- _Exercise directions_
Copy out every line of the data below with no changes, and leave the pictures out.

[Source data]
┌──
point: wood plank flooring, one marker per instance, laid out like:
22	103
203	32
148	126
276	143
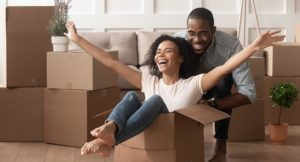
└──
- _Solution for this problem_
point: wood plank flooring, one marker per instance, laid out like:
22	103
203	32
148	126
276	143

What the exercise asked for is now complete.